The Monroe County Courthouse in Albia, Iowa, United States, was built in 1903. It was listed on the National Register of Historic Places in 1981 as a part of the County Courthouses in Iowa Thematic Resource. In 1985 it was listed as a contributing property in the Albia Square and Central Commercial Historic District. The courthouse is the third building the county has used for court functions and county administration.

==History==
Monroe County was originally called Kishkekosh County, and its first courthouse was a log structure built in 1846. It featured a half-story sized room above the courtroom for jury deliberations. It was torn down in 1860 and replaced by a Tudor Revival-style building in the town park. The new building was ordered by Judge James Hilt, who ran the county from 1851 to 1861. There was considerable opposition to the new courthouse, and a local newspaper said that Judge Hilton chose the worse of the two proposed designs for the building. The cornerstone for the present courthouse was laid on August 29, 1902. It was designed by Des Moines architect O.O. Smith, and constructed by James Rowson & Sons for around $100,000.

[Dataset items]
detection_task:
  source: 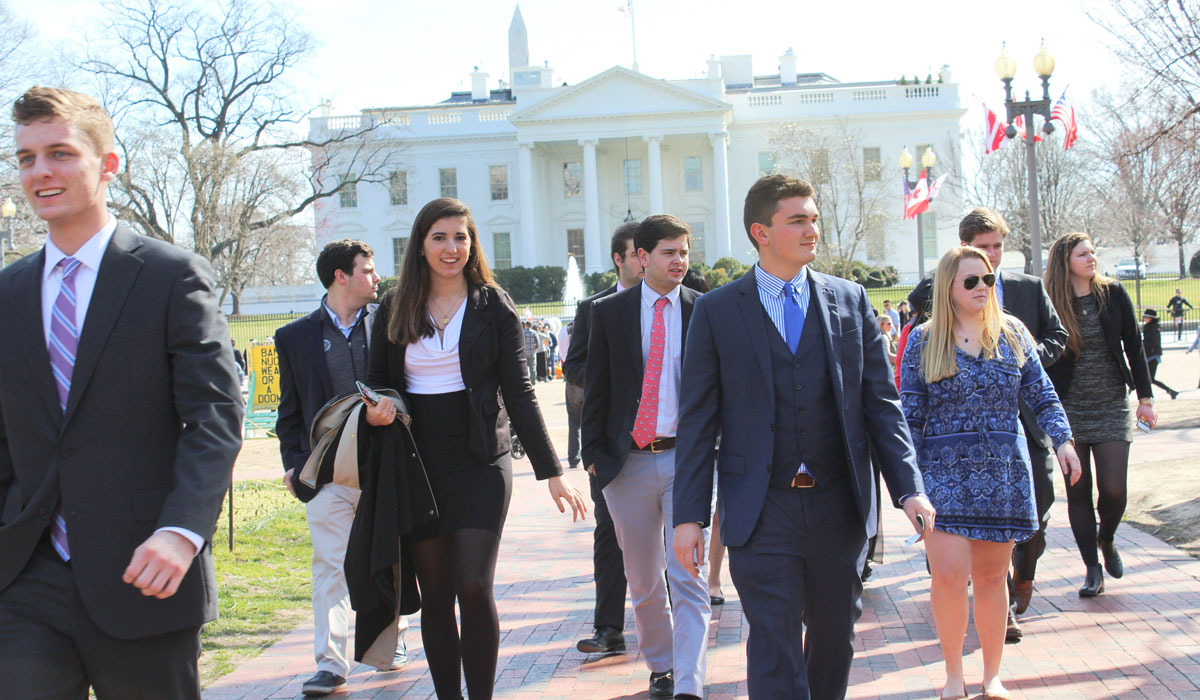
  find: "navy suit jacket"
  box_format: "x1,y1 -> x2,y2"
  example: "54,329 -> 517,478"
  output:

TASK LIST:
**1.** According to the text on the Monroe County Courthouse, on what date was the cornerstone for the present courthouse laid?
**2.** In the text on the Monroe County Courthouse, what purpose did the half-story room above the courtroom in the first courthouse serve?
**3.** Carry on the text about the Monroe County Courthouse from where it stops.

PER-TASK ANSWERS:
**1.** August 29, 1902.

**2.** The first courthouse was a log structure built in 1846. The half-story room above its courtroom was used for jury deliberations.

**3.**
==Architecture==
The exterior of the three-story structure is composed of buff-colored sandstone. Its architectural style is primarily derived from the Neoclassical, but the heavy rock-faced exterior is from the Richardsonian Romanesque style. All four elevations feature slightly projecting center pavilions that rise to a pediment above the roofline. On the north and south elevations, the pavilions are flanked by square towers that terminate with a decorative cap. A projecting cornice runs below the roofline. Above the main entrance is a large round-arch window flanked by Ionic columns. A square stone tower with clock and four small parapets rises from the center of the building. Its original spire has been removed. The significance of the courthouse is derived from its association with county government, and the political power and prestige of Albia as the county seat.